#### What the task requires
Transcribe the lines exactly, beginning with the one that contains "the tile grout" and ending with the final line of the records. Do not transcribe pictures.

#### Information shown
##########

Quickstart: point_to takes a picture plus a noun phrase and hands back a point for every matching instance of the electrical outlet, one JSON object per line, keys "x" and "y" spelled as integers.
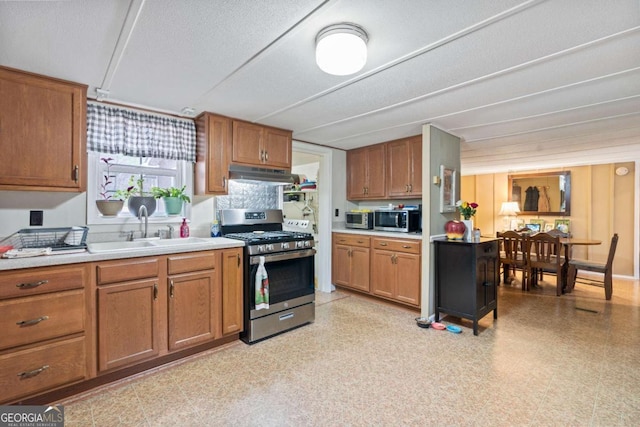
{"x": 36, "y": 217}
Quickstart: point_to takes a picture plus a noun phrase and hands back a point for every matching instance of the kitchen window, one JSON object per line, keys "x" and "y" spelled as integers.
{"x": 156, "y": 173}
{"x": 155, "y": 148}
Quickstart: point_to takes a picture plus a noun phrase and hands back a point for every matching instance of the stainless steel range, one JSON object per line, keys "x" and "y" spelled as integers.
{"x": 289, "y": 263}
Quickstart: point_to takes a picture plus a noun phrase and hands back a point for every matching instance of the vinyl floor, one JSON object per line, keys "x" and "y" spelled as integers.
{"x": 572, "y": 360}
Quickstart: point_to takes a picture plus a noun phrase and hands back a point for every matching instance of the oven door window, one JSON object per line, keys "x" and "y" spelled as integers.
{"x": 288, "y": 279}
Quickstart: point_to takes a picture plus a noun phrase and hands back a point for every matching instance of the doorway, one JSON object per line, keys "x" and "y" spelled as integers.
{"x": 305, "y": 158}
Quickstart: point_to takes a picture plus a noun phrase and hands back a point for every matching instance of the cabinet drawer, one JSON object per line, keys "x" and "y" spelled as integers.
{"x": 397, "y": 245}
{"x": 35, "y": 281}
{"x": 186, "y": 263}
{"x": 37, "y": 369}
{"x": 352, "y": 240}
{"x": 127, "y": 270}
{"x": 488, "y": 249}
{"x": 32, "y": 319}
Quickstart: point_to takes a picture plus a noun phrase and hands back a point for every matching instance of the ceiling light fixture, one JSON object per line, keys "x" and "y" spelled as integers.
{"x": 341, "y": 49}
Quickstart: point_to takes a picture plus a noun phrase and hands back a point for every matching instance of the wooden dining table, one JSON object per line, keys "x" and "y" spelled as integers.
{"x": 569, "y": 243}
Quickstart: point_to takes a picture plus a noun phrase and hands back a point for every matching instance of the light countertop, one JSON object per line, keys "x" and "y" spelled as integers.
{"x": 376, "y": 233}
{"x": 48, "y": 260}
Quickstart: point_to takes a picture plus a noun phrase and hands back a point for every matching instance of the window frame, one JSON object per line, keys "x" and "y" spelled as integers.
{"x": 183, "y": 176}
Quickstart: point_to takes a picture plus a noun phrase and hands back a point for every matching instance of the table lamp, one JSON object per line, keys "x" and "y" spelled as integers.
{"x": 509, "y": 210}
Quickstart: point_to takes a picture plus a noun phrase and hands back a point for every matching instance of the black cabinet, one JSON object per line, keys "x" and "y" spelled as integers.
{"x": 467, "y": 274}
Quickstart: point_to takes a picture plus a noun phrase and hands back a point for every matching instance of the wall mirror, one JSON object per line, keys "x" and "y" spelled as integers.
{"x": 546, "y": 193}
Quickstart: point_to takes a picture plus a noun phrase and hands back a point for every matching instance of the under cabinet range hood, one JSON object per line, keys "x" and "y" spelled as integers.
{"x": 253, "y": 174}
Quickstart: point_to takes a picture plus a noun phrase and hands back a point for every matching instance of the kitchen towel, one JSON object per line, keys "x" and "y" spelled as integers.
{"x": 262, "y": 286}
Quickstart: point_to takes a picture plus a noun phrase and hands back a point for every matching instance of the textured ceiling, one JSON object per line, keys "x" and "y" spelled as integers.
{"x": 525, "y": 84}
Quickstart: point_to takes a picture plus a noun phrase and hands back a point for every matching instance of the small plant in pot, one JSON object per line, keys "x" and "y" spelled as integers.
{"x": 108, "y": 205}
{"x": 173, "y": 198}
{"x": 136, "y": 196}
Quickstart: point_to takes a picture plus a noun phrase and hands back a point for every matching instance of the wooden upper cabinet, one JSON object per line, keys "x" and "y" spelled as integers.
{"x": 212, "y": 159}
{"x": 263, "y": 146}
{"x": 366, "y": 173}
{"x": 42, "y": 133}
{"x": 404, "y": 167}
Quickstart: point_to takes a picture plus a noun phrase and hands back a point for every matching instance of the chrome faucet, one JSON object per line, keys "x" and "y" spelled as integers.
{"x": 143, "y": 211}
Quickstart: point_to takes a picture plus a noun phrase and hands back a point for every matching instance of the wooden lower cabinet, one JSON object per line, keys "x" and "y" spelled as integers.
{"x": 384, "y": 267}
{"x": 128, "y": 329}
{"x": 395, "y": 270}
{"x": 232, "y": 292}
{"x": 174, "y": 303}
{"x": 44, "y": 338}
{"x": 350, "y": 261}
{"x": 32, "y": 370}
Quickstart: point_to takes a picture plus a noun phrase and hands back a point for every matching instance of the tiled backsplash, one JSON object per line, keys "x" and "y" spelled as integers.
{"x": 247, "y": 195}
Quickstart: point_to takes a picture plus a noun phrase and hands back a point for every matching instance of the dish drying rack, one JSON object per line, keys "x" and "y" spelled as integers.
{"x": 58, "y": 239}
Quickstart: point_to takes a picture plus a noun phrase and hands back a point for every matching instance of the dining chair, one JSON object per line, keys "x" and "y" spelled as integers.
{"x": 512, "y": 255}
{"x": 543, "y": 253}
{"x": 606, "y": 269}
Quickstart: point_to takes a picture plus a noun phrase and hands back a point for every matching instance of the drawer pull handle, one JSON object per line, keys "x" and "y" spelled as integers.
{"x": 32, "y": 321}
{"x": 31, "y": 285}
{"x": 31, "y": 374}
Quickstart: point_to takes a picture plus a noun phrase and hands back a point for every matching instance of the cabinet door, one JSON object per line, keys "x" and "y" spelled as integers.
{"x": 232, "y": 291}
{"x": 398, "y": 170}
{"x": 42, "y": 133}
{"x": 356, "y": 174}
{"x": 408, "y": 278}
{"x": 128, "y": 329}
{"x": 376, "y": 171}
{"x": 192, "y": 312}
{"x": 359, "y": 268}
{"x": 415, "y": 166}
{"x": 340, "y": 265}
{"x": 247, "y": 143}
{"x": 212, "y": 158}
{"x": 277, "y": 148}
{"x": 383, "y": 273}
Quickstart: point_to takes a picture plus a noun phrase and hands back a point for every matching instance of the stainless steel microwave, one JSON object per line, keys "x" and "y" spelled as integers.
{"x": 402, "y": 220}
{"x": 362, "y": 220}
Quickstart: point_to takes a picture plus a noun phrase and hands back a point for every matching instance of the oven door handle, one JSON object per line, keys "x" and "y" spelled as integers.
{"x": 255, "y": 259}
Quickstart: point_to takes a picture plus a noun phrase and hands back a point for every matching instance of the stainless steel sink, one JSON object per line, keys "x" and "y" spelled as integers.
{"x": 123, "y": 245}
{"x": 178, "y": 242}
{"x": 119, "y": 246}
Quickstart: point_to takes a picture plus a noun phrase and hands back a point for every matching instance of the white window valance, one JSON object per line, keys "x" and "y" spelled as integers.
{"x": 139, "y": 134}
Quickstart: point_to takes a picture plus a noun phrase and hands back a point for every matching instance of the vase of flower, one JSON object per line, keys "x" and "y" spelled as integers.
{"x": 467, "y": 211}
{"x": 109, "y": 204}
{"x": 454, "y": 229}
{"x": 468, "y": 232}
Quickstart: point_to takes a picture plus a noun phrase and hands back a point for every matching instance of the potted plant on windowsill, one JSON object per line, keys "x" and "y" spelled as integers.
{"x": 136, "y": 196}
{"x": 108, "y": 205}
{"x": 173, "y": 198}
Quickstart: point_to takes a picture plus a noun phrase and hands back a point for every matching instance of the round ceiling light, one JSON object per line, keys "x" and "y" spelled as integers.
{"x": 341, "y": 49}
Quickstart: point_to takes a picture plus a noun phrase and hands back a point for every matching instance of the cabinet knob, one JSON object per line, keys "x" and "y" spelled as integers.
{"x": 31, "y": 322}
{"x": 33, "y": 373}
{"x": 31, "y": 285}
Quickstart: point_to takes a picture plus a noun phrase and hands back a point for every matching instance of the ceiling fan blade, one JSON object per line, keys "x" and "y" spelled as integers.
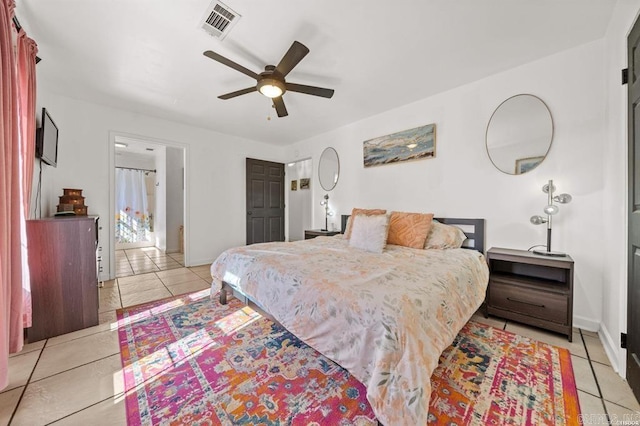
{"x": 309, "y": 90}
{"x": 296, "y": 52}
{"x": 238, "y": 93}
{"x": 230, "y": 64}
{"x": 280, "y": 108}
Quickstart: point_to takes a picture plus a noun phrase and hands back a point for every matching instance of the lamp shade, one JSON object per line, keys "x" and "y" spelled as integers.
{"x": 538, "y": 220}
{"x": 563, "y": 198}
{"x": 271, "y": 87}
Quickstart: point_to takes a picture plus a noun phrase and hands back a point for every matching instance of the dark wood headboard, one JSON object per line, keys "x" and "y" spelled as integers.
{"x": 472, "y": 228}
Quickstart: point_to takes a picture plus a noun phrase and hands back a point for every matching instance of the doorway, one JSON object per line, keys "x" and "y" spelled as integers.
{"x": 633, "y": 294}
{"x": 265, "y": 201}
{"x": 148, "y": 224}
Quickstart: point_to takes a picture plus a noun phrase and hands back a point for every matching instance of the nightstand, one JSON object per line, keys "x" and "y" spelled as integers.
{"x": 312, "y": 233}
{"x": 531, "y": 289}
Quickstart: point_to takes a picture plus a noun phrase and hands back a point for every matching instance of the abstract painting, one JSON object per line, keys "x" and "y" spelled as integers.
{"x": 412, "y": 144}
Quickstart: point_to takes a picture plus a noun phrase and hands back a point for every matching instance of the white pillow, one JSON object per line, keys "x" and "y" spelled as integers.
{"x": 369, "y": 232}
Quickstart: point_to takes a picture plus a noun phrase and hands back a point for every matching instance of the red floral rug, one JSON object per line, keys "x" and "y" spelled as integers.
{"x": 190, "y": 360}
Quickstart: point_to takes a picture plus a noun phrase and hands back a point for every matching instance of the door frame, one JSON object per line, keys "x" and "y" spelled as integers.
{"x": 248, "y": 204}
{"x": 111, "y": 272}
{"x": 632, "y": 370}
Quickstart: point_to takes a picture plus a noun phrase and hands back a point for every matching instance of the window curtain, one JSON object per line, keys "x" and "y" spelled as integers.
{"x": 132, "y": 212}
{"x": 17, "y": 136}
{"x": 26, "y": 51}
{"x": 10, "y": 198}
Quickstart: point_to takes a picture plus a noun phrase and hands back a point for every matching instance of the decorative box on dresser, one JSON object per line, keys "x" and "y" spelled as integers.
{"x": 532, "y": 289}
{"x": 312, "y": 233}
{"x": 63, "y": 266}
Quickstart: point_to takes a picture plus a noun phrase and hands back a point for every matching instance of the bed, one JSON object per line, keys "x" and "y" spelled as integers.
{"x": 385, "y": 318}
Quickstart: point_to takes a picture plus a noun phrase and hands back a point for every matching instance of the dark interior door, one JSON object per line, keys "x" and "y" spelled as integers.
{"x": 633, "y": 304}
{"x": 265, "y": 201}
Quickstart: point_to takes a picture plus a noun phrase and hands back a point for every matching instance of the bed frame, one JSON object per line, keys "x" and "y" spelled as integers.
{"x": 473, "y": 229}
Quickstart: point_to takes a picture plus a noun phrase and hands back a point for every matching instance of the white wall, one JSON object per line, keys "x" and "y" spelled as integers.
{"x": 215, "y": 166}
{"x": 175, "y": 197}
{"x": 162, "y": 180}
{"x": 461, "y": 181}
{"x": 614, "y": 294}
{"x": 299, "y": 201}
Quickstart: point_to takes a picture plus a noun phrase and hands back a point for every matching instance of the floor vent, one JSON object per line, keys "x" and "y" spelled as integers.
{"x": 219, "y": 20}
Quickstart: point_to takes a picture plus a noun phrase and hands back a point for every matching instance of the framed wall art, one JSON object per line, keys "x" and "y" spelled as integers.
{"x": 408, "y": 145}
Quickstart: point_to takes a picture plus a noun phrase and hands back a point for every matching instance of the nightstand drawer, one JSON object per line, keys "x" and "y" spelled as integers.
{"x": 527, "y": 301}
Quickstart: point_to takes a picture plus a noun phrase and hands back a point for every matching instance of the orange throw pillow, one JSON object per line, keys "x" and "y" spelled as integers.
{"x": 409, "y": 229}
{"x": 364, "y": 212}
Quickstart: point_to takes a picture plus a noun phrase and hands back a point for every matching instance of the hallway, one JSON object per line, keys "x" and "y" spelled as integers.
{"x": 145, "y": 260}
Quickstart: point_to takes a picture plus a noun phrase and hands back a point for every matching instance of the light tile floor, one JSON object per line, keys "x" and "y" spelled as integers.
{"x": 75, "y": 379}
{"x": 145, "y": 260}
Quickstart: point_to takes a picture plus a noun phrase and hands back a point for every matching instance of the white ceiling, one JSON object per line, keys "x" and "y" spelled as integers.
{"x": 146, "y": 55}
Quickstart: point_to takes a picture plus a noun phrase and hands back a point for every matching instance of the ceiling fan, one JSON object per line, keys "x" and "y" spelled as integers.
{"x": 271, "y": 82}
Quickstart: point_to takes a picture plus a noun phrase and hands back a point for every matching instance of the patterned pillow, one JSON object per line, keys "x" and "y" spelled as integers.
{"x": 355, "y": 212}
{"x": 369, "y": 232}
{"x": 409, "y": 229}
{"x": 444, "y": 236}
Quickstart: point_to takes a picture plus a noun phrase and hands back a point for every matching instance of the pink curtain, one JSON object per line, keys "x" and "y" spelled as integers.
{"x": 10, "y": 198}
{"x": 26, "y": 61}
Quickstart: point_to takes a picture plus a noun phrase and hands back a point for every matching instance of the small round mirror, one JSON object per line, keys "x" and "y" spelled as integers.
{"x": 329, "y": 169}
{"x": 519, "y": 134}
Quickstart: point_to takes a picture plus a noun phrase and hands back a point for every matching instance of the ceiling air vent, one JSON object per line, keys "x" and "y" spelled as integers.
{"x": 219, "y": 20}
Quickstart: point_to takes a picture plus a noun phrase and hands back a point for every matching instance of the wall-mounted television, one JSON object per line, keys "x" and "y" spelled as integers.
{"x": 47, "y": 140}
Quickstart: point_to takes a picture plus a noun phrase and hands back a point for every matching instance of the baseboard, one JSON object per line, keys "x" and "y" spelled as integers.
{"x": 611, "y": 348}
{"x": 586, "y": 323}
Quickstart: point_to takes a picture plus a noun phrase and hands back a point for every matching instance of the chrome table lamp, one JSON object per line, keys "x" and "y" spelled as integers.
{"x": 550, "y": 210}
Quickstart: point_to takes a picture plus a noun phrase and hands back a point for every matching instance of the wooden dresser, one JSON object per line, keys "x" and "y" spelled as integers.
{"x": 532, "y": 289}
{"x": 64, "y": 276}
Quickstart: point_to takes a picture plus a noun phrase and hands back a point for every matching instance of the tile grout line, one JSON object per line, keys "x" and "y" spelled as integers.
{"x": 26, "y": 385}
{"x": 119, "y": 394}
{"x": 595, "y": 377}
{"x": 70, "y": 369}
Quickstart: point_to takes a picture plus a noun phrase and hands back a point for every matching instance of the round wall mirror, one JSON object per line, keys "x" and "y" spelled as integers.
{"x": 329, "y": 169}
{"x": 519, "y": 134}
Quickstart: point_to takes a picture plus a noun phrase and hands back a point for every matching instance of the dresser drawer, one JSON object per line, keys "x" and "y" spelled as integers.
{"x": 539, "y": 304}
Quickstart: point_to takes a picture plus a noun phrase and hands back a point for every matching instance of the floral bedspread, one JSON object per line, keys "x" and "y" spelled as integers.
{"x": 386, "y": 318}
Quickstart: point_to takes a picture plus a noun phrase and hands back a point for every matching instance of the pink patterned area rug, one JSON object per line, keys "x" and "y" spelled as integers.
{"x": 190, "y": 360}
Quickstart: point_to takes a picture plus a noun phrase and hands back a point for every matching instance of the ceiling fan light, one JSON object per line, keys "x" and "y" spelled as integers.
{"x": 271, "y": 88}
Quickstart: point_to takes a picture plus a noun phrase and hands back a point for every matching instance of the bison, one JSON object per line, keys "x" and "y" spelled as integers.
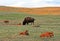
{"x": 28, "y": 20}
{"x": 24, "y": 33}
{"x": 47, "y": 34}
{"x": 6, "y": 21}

##########

#### Task result
Quickstart: point_to takes a picture plus a noun phrase and hands back a point for every matching instance of the tile grout line, one JSON object per line, keys "x" and "y" spelled as integers.
{"x": 26, "y": 385}
{"x": 119, "y": 394}
{"x": 595, "y": 377}
{"x": 70, "y": 369}
Quickstart: point_to takes a picture plus a noun phrase and hands back a point for every matching instance of the round wall mirror, one JSON object per line, keys "x" and "y" spelled as integers.
{"x": 329, "y": 169}
{"x": 519, "y": 134}
Quickstart: point_to takes a picture plus a noun phrase and hands back a point for every matching instance of the dresser drawer, one JSON object per line, keys "x" and "y" spelled as integers.
{"x": 539, "y": 304}
Quickstart: point_to takes a picture plus a noun phrase and hands back a point for every matching instance of the floral bedspread, one JSON object per line, keys "x" and "y" spelled as integers.
{"x": 386, "y": 318}
Quickstart: point_to takes a picture plus a noun phrase and hands back a point for every matching instance of the pink patterned area rug, one JSON object per line, keys "x" and "y" spelled as integers.
{"x": 190, "y": 360}
Quickstart: point_to takes a picture plus a noun phrase and hands back a point for every matching instance of the ceiling fan light, one JSON object per line, keys "x" and "y" spelled as integers.
{"x": 271, "y": 88}
Quickstart: point_to takes a picture plus a noun phrase and hands back a point for every matching instance of the bison, one JSON object per line, keys "x" and "y" spelled as integers.
{"x": 28, "y": 20}
{"x": 24, "y": 33}
{"x": 47, "y": 34}
{"x": 6, "y": 21}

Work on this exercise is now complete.